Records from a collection
————
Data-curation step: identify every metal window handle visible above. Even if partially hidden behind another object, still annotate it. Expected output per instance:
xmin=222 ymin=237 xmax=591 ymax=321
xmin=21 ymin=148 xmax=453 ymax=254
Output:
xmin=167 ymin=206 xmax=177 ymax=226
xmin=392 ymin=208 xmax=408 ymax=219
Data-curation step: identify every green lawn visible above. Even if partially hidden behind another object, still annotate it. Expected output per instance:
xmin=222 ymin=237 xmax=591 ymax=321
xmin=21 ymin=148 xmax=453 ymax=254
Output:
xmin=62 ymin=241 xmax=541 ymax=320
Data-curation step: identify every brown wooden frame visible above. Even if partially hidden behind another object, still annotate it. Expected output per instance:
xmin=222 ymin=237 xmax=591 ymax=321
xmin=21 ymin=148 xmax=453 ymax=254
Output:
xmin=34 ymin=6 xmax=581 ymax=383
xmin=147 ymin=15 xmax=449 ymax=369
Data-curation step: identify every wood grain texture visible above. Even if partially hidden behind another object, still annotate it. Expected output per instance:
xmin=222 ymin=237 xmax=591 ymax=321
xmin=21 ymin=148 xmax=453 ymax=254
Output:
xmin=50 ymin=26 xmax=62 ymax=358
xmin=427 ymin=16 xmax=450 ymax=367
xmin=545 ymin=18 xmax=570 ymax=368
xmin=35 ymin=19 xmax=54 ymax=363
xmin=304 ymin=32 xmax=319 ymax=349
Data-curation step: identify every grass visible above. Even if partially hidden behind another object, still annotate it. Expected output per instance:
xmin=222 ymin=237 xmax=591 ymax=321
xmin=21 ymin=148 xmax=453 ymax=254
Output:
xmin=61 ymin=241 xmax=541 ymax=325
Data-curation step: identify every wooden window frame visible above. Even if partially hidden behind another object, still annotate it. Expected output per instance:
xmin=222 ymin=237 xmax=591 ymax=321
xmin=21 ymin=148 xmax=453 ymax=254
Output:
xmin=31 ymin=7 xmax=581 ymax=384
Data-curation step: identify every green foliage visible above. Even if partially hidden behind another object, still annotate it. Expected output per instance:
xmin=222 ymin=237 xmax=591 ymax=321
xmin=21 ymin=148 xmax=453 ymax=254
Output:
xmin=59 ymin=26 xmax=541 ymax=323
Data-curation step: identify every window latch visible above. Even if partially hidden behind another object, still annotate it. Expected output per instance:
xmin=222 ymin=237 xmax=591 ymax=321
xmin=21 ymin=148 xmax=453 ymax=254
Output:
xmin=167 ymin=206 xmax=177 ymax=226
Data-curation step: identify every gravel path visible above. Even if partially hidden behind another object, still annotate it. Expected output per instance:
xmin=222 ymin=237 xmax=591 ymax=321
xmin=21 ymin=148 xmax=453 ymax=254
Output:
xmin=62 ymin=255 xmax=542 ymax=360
————
The request — Each record above must be given again exactly.

Solution —
Data-curation step: identify every metal window handle visible above. Even if partially hidden behind another object, still annotate it. Expected output per instance:
xmin=222 ymin=237 xmax=591 ymax=321
xmin=21 ymin=148 xmax=453 ymax=254
Output:
xmin=167 ymin=206 xmax=177 ymax=226
xmin=392 ymin=208 xmax=408 ymax=219
Data-curation step: identify every green lawn visible above. Even if partially hidden behind another object, still annotate it. Expected output per instance:
xmin=222 ymin=237 xmax=591 ymax=321
xmin=21 ymin=148 xmax=453 ymax=254
Output:
xmin=62 ymin=241 xmax=541 ymax=320
Data-curation step: identify every brown wooden frame visible above. Even if partially hidden behind another object, still annotate it. Expected output per instance:
xmin=222 ymin=237 xmax=591 ymax=321
xmin=21 ymin=148 xmax=453 ymax=254
Output:
xmin=34 ymin=6 xmax=581 ymax=383
xmin=147 ymin=15 xmax=449 ymax=369
Data-curation step: identify every wood grain texture visible above. Even if partially hidden behind another object, still annotate it. Expected output per instance:
xmin=222 ymin=237 xmax=591 ymax=321
xmin=21 ymin=148 xmax=453 ymax=254
Output:
xmin=50 ymin=26 xmax=62 ymax=358
xmin=427 ymin=16 xmax=450 ymax=367
xmin=545 ymin=18 xmax=570 ymax=368
xmin=35 ymin=19 xmax=54 ymax=363
xmin=304 ymin=32 xmax=319 ymax=349
Data-curation step: identify every grass visible above. Even if partially hidden behind another object, still annotate it. Expected output per instance:
xmin=222 ymin=237 xmax=591 ymax=321
xmin=21 ymin=148 xmax=453 ymax=254
Output:
xmin=61 ymin=241 xmax=541 ymax=325
Data-curation step: identify every wooden window frame visible above. Even if partially hidden behind another object, still annotate it. Expected output per instance:
xmin=222 ymin=237 xmax=591 ymax=321
xmin=21 ymin=148 xmax=453 ymax=254
Output:
xmin=31 ymin=7 xmax=581 ymax=384
Data-curation step: identify every green foliage visible above. Even if partially hidden behind another object, still annotate it. Expected output per instance:
xmin=222 ymin=237 xmax=591 ymax=321
xmin=21 ymin=148 xmax=453 ymax=254
Output:
xmin=59 ymin=26 xmax=541 ymax=323
Data-curation step: identify every window latch visible above. Even if partially hidden behind another object, still annotate it. Expected output per instance:
xmin=222 ymin=237 xmax=591 ymax=321
xmin=21 ymin=148 xmax=453 ymax=254
Output:
xmin=167 ymin=206 xmax=177 ymax=226
Data-curation step: identify every gravel path visible above. Even if partially hidden behind another object, still annotate it. Expected output per instance:
xmin=222 ymin=237 xmax=591 ymax=321
xmin=21 ymin=148 xmax=453 ymax=254
Output:
xmin=62 ymin=255 xmax=542 ymax=360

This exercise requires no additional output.